═════ Material provided

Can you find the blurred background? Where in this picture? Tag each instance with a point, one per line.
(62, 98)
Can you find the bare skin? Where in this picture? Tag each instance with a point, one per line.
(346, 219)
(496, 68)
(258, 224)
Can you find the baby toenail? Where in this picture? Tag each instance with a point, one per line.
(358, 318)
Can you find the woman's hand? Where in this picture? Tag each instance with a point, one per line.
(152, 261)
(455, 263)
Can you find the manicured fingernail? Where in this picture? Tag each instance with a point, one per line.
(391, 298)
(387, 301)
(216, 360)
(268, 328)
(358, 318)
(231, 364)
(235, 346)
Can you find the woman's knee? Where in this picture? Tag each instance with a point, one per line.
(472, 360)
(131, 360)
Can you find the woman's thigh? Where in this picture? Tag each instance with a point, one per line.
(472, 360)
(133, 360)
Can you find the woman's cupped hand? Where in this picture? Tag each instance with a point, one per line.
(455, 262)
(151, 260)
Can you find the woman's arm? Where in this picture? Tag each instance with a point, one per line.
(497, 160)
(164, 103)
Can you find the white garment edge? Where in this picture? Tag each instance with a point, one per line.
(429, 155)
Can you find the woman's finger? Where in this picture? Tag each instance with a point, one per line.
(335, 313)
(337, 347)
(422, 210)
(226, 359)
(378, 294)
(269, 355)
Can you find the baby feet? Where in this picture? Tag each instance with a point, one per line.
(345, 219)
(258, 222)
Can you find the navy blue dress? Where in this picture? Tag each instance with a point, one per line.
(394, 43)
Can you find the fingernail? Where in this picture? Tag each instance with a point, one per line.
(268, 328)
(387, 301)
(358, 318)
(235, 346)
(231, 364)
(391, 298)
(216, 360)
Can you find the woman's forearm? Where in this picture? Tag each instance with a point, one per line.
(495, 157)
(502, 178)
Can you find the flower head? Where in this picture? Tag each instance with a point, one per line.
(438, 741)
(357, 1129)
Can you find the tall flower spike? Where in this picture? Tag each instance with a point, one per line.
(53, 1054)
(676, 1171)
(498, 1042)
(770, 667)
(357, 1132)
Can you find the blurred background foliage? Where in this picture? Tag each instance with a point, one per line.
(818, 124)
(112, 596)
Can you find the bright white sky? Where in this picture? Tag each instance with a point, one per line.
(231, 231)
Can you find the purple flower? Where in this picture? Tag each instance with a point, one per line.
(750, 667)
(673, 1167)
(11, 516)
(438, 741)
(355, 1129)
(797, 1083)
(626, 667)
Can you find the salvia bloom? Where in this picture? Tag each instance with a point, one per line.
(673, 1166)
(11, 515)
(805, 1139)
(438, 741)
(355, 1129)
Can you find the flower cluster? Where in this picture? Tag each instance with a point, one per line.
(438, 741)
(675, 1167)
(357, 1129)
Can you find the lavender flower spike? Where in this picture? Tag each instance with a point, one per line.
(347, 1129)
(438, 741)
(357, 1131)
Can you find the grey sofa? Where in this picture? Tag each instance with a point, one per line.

══════════

Write down all of the records again, word for word.

▸ **Problem solution**
Can you find the blurred background? Where in this picture? Tag each instance with a point, one per line.
(62, 98)
Can you find the bare skin? Where in this picture? Tag each instance with a point, one per line.
(346, 219)
(496, 68)
(258, 224)
Can you find the baby toenail? Where in this picture? Tag each instance with a point, one per line.
(358, 318)
Can you find the woman's hand? Where in this picture? Tag each instance with a point, one per line.
(152, 261)
(455, 263)
Can you find the manicured fingernail? Where in this picture? Tag each instance with a point, one per line.
(391, 298)
(387, 301)
(216, 360)
(268, 328)
(358, 318)
(231, 364)
(235, 346)
Can you find the woman's knee? Where in this picture? Tag each instance with a point, one per line.
(472, 360)
(131, 360)
Can you find the woman's thigh? Where in this picture? Tag each instance with a point, one per line.
(472, 360)
(133, 360)
Can you find the woman's cupped hand? Where in this picture? Tag each instance with a point, one per line.
(455, 262)
(151, 260)
Can you find the woman's arm? Where in this picture? Tag each instance with a point, one per line.
(497, 160)
(164, 103)
Can you find the white garment edge? Where in this picture? Tag each instance with a point, one per line.
(429, 155)
Can you find the woman's finger? Where in this picture? Tag each instance with a point, one per line.
(335, 313)
(337, 347)
(422, 210)
(226, 359)
(378, 294)
(269, 355)
Can you find the baby feet? Where in this picture? Tag each instance with a point, one per line.
(345, 219)
(258, 222)
Can you find the navy blue dress? Where in this picture? Tag each instance with a point, one per line.
(394, 43)
Can you find the fingernail? Where in this picture? Tag each instance with a point, one per line.
(268, 328)
(387, 301)
(358, 318)
(235, 346)
(231, 364)
(391, 298)
(216, 360)
Can you find the woman's forearm? Where in this picture? Tag each instance with a point, one per line.
(495, 157)
(502, 178)
Can you find the flower head? Where in this picture? Tag each instance with a point, one per line.
(438, 741)
(357, 1129)
Can you find the tall flower spike? Where in this picture? Tag each instance with a point, one per line.
(53, 1054)
(676, 1171)
(498, 1042)
(770, 667)
(357, 1132)
Can you find the blurred background foliage? Where in this picture? Tag each instance with a point, one per line.
(818, 124)
(112, 596)
Can you find the bright white sky? Where in this picture? Tag each instance with a point, one per line.
(231, 231)
Can you find the purple flower? Where in this picture? Tag each instance with a point, one per line.
(750, 667)
(673, 1167)
(11, 516)
(438, 741)
(355, 1129)
(797, 1083)
(626, 667)
Can you find the salvia bloom? Where in this picture? Tag each instance with a point, one per line.
(673, 1166)
(11, 515)
(805, 1139)
(438, 741)
(355, 1129)
Can you find the flower cluster? Where in this picture? Tag each instance with a point, one per line.
(438, 741)
(675, 1167)
(357, 1129)
Can you find the lavender flower spike? Where in this picture? Tag each instance with a point, one per line.
(347, 1129)
(438, 741)
(357, 1131)
Can you find the grey sofa? Where in this picture? Tag each instance with a point, one per line.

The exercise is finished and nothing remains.